◆ EXCERPT PROVIDED ◆
Looks like the Rapture has been rescheduled… again

From nuclear fallouts and zombie outbreaks to a natural disaster deadly enough to wipe out all of humanity, the apocalypse, or the end of man—or the manner in which it will manifest itself—is a highly contested topic explored across pop culture and throughout various religions.
The Holy Bible, particularly the Book of Revelation, interprets this as the Tribulation, which is described as a seven-year period of war, famine, disease, and the rise of the Antichrist—the end of times. However, according to scripture, after these seven years, God will descend to Earth, defeat the forces of evil ruling over the land, and establish his kingdom among the remaining faithful.
But, it is also stated that before this Tribulation, a select portion of his church will be brought up into heaven and spared from the seven years of suffering. Like Noah’s Ark: They refer to this as the Rapture.
“For the Lord himself will come down from heaven, with a loud command, with the voice of the archangel and with the trumpet call of God, and the dead in Christ will rise first. After that, we who are still alive and are left will be caught up together with them in the clouds to meet the Lord in the air. And so we will be with the Lord forever,” reads The First Book of Thessalonians (4:16-17).
Our latest Rapture appointment
Think of the obsession with the end of the world in 2012 because of the Mayan Calendar, and every other “apocalypse” we’ve lived through. They built up anticipation and panic, and were later disproved. And yet, that doesn’t stop the next fool from delivering their next prophecy.

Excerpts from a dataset
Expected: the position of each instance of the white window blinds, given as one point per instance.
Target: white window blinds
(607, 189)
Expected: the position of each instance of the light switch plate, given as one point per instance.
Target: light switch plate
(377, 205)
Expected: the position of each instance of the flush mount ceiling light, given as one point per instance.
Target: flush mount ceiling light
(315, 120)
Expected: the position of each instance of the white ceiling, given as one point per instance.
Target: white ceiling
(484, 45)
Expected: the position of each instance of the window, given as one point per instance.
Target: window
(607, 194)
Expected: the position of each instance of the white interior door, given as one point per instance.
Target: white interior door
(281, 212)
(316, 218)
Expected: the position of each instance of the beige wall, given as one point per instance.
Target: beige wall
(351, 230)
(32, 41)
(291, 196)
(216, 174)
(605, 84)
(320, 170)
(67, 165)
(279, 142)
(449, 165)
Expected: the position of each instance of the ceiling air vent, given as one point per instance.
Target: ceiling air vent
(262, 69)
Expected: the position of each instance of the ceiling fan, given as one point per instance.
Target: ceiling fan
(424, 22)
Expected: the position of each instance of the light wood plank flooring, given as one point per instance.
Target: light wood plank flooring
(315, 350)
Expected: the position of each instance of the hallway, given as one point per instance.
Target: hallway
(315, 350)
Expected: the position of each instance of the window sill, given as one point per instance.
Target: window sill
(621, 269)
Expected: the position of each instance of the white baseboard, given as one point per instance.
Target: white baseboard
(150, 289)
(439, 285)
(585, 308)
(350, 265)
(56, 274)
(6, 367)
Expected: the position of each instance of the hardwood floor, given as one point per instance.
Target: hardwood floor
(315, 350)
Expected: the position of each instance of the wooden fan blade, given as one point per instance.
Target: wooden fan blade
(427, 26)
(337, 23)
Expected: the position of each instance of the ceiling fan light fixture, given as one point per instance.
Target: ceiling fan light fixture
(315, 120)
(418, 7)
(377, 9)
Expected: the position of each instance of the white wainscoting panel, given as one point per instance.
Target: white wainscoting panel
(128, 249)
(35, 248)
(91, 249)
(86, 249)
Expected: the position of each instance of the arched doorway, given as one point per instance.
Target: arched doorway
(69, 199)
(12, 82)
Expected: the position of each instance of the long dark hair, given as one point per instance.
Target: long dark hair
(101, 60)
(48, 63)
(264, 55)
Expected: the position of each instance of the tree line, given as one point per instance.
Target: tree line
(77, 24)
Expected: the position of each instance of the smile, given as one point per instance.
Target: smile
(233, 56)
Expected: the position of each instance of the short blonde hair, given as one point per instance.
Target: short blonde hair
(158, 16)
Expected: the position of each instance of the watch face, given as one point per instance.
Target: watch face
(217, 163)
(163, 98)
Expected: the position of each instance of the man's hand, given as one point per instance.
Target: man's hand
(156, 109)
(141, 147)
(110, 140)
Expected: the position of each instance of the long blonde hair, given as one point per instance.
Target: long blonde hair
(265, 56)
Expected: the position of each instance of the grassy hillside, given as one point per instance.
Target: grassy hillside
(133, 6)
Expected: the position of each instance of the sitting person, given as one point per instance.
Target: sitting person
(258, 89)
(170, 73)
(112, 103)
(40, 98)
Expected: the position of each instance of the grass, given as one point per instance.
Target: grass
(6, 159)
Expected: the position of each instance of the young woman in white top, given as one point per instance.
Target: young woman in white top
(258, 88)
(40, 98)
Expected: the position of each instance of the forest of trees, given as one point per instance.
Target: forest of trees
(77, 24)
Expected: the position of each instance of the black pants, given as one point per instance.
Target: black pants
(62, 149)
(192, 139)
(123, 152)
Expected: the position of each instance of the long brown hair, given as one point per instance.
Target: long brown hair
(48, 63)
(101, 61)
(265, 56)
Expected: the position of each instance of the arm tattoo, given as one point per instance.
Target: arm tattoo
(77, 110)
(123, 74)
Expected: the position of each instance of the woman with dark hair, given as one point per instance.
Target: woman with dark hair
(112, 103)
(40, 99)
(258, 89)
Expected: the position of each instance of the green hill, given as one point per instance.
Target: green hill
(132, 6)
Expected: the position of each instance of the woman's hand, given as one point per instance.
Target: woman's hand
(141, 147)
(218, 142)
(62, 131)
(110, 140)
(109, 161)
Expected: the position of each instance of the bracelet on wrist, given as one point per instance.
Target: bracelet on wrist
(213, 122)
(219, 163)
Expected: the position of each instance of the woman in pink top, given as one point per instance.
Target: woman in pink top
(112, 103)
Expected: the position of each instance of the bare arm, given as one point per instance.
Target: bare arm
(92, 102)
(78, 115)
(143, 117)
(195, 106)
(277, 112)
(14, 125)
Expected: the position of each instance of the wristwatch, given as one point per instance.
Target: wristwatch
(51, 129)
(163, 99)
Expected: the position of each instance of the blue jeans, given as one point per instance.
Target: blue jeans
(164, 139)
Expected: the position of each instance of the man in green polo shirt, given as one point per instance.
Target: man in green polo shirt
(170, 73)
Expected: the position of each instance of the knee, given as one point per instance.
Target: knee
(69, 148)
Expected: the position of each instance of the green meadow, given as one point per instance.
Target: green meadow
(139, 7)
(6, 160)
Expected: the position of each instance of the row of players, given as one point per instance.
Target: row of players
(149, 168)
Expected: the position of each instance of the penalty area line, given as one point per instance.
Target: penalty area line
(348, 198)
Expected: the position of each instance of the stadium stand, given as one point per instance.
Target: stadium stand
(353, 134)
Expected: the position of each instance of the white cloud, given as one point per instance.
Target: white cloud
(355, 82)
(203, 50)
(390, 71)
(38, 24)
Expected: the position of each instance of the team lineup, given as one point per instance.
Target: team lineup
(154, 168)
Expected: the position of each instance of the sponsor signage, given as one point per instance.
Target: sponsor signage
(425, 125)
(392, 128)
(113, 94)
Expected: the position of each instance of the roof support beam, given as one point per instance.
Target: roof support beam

◆ TASKS AND EXERCISES ◆
A. In the article on the Rapture, rewrite the part between "Looks like the" and "throughout various religions.", inclusive, swapping "humanity" for "mankind".
B. According to the article on the Rapture, how long does the Tribulation last?
C. Go on with the article on the Rapture from its last sentence.

◆ ANSWERS FOR THE TASKS ◆
A.
Looks like the Rapture has been rescheduled… again

From nuclear fallouts and zombie outbreaks to a natural disaster deadly enough to wipe out all of mankind, the apocalypse, or the end of man—or the manner in which it will manifest itself—is a highly contested topic explored across pop culture and throughout various religions.

B. Seven years.

C.
The same applies to the Rapture, and our most recent prediction which came from Joshua Mhlakela, a pastor from South Africa.
In a YouTube podcast with CENTTWINZ TV, Mhlakela said that the Lord appeared to him in a dream in 2018 and said, “The rapture is upon us. There will be no World Cup 2026, because life on earth will not be business as usual for those that are left behind.”
He also shared another, more specific dream, where God appeared to him in robes and gave him the exact date of his return. “From the time Israel became a nation in 1948, there will be 77 years to the exodus. On the 23rd and 24th of Sept. 2025, I will come to take my church.”
TikTokification of the Rapture
As insane as it sounds for God to be talking about the World Cup, Mhlakela’s prediction wasn’t exactly met with the same level of pessimism as previous ones were—in fact, a mixed response teetering between satire and full-on belief.
On one end, reports of the faithful selling their belongings at highly discounted prices, while other TikTokers were seen poking fun at the prediction—with a user playing the horns at full blast in an attempt to fool the unsuspecting faithful.
Meanwhile, some have taken offense with the very act of predicting the Rapture: “The rapture is not and will never be planned out for humans to know. If it causes you fear, anxiety, and depression, that’s not from God,” says another TikTok user.
Believing in the Rapture is one thing, but adjusting one’s life for an unlikely supernatural event only gives Catholicism and Christianity a bad rep—frankly, going outside a house so the roof won’t get in the way of the Rapture is cultlike behavior that will in all likelihood get clowned on.
In God’s time
As with any version of the apocalypse, we just can’t help but attempt to pinpoint its exact date. While these and their so-called prophets have received their fair share of ridicule, perhaps our desire for setting doomsday clocks and end of the world conspiracies is in itself a rebellion against the very idea of the end—that by knowing when it will come we can somehow take hold of our fates against the great and the supernatural. It’s in our nature after all.